*** RECORDS ***

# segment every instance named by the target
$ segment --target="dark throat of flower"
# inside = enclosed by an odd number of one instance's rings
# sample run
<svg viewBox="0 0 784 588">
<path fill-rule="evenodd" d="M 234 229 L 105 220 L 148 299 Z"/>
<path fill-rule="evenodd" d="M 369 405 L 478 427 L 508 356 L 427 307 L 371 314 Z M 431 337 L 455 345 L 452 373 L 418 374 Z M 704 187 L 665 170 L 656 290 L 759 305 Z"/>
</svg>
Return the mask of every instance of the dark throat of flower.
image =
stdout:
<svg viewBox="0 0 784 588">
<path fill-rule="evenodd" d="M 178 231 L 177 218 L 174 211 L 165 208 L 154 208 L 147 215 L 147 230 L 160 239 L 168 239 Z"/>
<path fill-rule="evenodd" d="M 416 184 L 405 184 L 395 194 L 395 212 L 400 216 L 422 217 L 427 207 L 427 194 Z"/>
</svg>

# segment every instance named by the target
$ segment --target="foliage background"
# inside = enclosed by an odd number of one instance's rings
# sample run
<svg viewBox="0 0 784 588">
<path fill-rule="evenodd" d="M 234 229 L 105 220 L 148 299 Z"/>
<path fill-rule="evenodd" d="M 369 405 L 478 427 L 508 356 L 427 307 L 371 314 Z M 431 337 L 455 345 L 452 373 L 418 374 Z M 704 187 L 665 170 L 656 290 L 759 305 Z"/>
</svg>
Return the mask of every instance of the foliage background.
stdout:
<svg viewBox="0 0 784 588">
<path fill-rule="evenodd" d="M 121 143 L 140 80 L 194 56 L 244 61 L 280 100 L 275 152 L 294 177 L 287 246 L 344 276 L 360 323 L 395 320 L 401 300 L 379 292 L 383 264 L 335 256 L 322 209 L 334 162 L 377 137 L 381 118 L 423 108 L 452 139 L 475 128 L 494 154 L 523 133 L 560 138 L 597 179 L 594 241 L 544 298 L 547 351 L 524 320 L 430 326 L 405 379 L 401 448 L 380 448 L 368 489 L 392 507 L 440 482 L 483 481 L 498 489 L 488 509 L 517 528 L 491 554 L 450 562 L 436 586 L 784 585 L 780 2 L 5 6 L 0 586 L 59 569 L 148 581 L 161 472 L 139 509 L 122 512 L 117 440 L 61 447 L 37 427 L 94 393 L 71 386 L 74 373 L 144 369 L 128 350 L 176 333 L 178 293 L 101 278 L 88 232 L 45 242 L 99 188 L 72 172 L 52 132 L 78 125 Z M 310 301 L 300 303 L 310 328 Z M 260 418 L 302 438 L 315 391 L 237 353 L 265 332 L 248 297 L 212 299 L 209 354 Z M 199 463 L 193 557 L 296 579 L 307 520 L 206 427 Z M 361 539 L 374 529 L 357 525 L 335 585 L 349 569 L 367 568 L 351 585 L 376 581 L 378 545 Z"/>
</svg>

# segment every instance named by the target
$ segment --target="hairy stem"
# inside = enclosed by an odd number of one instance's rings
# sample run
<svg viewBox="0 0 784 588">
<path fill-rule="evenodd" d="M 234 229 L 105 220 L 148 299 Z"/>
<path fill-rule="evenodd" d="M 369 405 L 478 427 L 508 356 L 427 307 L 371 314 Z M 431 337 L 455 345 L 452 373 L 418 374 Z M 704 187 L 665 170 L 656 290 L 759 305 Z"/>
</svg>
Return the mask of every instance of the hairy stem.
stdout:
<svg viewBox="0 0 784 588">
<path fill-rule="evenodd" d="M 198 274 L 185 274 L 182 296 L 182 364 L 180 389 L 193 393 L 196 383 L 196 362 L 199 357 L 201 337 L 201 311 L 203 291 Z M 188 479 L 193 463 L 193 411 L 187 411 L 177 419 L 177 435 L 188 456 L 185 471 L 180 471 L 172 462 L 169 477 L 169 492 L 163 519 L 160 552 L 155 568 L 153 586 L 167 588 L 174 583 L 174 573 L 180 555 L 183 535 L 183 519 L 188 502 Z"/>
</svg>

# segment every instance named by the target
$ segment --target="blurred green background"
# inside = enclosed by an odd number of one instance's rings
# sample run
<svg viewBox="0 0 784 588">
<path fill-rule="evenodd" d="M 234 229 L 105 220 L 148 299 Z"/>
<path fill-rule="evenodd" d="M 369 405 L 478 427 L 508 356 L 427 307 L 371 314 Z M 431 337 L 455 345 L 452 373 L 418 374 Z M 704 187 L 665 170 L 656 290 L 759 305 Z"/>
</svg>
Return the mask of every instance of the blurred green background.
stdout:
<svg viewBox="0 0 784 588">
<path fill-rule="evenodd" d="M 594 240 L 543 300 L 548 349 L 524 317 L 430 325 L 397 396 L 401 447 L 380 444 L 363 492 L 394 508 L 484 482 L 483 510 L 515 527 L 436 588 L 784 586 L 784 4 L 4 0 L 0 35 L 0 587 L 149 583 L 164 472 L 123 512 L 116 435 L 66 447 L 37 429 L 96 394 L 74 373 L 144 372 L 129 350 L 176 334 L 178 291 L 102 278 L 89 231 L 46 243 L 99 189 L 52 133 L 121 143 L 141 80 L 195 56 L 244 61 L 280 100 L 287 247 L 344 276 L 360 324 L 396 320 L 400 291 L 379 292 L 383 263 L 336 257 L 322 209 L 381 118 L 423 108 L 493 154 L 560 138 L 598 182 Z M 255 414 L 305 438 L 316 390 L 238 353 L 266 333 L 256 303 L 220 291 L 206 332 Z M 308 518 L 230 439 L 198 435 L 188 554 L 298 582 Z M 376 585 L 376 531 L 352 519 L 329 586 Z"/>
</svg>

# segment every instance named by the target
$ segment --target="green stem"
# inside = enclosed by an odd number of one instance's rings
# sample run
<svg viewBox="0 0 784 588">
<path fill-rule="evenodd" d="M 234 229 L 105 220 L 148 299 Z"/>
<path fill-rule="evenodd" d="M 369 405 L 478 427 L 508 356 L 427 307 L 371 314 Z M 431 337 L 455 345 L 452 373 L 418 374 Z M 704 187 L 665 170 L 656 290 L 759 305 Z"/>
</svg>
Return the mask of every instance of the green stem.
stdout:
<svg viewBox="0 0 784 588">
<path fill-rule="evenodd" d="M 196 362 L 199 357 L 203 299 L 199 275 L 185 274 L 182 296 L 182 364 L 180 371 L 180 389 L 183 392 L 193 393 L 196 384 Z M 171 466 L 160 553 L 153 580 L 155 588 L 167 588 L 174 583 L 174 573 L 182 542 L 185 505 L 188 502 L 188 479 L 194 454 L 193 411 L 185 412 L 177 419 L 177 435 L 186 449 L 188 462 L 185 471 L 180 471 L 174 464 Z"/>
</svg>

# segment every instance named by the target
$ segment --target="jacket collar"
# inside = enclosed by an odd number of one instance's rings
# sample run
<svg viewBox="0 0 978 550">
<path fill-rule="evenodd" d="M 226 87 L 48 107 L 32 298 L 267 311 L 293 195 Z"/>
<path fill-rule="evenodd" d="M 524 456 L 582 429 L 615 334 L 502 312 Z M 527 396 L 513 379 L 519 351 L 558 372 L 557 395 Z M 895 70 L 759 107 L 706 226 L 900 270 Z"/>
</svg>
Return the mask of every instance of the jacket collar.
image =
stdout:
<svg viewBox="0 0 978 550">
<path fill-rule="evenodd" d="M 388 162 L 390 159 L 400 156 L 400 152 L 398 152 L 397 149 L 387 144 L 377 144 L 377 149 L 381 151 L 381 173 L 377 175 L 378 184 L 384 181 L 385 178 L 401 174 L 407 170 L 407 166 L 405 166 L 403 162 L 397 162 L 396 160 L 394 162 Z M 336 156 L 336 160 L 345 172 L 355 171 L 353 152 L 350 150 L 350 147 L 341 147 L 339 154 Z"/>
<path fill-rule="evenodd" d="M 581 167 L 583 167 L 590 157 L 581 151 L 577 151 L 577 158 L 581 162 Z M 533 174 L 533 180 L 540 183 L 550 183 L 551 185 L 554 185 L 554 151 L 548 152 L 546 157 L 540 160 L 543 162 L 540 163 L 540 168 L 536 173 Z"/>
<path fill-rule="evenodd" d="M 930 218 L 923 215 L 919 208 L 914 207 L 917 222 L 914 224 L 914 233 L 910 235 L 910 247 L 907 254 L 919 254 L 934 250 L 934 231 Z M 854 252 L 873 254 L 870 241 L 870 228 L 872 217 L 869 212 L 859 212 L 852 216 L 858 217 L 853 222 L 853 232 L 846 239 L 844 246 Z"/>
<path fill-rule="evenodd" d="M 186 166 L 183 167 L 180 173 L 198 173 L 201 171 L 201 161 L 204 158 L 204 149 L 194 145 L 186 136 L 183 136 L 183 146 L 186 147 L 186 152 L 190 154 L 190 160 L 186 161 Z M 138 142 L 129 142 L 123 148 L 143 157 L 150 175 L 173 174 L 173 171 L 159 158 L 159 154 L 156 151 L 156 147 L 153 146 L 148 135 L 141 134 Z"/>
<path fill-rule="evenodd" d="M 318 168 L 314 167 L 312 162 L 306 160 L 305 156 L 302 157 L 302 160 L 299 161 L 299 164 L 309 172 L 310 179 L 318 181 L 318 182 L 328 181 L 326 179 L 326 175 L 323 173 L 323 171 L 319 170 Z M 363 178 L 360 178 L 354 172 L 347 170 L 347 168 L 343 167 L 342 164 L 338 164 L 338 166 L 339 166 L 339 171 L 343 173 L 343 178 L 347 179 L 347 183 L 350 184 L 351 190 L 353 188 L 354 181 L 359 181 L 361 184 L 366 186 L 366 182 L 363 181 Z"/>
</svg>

***

_EXERCISE_. Report each line of the entries above that contains the string "dark". Treat case as significant.

_PROBLEM SOLUTION_.
$ segment --target="dark throat of flower"
Return the mask of every instance of the dark throat of flower.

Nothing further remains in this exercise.